Pick out every line in the items below that contains the word "wheel", and copy each of those lines.

....

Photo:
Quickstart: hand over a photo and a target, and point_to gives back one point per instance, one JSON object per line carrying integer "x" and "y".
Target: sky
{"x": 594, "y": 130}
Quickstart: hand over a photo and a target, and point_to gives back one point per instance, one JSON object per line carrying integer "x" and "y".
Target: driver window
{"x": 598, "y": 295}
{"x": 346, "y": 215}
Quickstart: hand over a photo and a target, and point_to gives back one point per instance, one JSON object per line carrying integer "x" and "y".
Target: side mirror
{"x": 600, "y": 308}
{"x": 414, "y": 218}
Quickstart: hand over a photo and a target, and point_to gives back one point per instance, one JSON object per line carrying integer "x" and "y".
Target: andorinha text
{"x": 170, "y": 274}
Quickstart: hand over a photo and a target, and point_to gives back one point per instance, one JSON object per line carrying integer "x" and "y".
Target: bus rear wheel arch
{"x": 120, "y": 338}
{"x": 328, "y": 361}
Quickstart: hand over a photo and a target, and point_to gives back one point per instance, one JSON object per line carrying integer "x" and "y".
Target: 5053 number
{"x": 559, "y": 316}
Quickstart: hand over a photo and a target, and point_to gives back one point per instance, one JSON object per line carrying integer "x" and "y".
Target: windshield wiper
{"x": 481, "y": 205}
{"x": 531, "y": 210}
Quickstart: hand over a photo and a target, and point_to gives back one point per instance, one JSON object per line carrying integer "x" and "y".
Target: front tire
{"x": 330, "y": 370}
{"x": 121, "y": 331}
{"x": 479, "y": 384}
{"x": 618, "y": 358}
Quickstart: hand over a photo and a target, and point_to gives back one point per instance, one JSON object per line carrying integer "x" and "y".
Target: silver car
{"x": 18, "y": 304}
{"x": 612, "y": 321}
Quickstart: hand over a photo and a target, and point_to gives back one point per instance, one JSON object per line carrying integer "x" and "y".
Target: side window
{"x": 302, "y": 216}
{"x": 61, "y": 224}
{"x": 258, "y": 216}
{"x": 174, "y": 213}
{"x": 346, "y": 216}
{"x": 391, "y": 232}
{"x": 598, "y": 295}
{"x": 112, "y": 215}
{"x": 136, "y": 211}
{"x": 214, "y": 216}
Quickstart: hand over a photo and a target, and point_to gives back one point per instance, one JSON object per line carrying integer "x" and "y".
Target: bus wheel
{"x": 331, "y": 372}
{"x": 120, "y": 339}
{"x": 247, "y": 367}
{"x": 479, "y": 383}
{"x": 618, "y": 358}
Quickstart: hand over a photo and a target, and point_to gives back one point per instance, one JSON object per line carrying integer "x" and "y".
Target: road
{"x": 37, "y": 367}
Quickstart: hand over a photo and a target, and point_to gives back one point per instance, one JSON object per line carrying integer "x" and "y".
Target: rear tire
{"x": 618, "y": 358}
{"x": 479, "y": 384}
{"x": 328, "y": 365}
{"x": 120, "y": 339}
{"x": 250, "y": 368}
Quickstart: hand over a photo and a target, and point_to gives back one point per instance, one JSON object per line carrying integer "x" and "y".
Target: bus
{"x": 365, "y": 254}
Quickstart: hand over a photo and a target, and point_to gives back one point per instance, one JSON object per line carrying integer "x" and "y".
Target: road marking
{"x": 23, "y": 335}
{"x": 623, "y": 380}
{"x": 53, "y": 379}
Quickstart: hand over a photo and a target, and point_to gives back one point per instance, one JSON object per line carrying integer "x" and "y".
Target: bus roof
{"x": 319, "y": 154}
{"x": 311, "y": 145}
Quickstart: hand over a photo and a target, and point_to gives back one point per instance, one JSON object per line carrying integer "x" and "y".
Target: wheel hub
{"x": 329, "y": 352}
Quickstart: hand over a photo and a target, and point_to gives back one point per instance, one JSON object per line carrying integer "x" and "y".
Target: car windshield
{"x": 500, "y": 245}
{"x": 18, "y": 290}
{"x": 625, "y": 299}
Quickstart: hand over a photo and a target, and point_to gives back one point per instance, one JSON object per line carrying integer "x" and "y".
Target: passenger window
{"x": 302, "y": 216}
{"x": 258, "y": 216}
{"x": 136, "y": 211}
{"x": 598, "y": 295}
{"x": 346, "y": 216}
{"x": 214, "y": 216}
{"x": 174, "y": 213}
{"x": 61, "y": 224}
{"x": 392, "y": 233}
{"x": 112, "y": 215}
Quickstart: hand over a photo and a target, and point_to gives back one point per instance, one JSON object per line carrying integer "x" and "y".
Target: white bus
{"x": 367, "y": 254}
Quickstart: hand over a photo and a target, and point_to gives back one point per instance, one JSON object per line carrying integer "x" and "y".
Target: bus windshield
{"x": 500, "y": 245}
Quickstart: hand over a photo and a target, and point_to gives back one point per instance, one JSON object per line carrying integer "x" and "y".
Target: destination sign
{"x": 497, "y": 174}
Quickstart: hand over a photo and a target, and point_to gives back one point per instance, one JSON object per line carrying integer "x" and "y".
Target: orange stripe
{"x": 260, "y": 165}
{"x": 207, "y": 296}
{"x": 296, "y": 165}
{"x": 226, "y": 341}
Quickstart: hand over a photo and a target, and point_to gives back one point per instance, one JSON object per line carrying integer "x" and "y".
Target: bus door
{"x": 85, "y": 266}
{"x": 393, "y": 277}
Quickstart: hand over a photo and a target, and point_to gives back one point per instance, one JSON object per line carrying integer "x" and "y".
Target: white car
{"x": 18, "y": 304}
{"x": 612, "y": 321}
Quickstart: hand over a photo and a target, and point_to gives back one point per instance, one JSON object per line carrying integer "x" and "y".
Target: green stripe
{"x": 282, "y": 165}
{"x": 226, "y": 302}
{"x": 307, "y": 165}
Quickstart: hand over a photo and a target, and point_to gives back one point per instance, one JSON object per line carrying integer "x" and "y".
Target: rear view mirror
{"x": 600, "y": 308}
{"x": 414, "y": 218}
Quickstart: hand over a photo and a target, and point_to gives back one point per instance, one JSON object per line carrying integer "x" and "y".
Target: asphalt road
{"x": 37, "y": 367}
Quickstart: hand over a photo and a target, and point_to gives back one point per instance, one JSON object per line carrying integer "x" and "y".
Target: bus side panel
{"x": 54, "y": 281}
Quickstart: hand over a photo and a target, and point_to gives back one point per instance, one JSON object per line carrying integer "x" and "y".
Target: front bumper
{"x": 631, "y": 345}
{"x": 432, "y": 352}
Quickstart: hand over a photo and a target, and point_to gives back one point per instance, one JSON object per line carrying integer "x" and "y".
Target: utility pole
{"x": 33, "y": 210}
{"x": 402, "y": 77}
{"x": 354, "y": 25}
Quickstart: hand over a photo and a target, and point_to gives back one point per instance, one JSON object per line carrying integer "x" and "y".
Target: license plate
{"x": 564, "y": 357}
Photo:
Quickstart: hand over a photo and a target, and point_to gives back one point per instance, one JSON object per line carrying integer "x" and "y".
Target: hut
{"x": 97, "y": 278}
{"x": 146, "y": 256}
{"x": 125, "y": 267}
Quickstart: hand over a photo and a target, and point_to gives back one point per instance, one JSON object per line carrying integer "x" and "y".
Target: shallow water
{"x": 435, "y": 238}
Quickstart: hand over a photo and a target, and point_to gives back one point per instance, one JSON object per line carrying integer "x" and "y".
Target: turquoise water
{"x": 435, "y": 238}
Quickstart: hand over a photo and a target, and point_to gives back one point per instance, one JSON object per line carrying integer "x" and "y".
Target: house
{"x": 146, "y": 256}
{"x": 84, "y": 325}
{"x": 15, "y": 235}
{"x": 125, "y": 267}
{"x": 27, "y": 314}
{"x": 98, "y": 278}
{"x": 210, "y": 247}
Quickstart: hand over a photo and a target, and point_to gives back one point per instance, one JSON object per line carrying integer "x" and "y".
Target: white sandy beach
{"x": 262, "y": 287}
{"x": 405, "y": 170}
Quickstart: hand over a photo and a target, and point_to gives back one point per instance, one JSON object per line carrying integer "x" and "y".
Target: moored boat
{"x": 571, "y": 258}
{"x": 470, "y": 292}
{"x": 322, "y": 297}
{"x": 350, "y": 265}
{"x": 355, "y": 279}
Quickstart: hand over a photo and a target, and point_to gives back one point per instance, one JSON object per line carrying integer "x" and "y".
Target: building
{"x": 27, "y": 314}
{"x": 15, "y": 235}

....

### [WRITTEN RESPONSE]
Target: bus rear wheel arch
Target: bus wheel
Target: wheel hub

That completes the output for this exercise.